Copy out the part of the records that opens with the line containing "Presence check for any front" and runs through the end of the records, requests included. Shift every bounding box coordinate in the answers up by 95.

BEGIN INPUT MATERIAL

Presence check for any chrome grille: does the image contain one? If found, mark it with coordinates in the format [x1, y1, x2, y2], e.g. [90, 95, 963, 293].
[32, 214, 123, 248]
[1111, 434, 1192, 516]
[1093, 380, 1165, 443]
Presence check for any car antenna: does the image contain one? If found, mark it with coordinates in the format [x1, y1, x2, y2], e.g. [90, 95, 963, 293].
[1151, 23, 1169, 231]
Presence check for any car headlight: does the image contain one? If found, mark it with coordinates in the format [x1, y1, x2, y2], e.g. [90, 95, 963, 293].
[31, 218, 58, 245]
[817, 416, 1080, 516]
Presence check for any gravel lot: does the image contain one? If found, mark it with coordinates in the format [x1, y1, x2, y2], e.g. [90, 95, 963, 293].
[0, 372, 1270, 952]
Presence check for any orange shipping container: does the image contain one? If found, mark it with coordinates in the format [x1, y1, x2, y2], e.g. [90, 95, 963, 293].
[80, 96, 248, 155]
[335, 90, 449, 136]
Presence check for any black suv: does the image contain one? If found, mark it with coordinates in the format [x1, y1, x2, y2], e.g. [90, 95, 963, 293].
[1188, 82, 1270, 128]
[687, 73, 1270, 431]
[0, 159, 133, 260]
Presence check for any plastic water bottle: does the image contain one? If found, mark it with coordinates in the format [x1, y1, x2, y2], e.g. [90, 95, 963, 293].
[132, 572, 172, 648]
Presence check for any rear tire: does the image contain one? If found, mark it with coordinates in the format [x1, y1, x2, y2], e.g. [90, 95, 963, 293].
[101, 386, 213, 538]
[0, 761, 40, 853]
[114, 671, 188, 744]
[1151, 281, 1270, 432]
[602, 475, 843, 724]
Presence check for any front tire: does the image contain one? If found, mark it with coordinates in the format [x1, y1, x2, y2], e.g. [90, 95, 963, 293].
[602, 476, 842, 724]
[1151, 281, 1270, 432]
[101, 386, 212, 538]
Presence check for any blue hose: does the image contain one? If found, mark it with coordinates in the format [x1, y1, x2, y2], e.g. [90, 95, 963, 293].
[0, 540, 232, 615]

END INPUT MATERIAL

### SOLVED PROBLEM
Presence check for any front tire: does the image contain one? If found, mark it with coordinates in the format [x1, y1, x2, y2], e.g. [90, 95, 963, 293].
[697, 571, 937, 819]
[1246, 376, 1365, 527]
[196, 481, 307, 633]
Presence check for any blue hose: does the image contain one? If found, mark it with coordinates in the format [x1, y1, x2, y2], e.g. [90, 95, 963, 293].
[95, 635, 327, 710]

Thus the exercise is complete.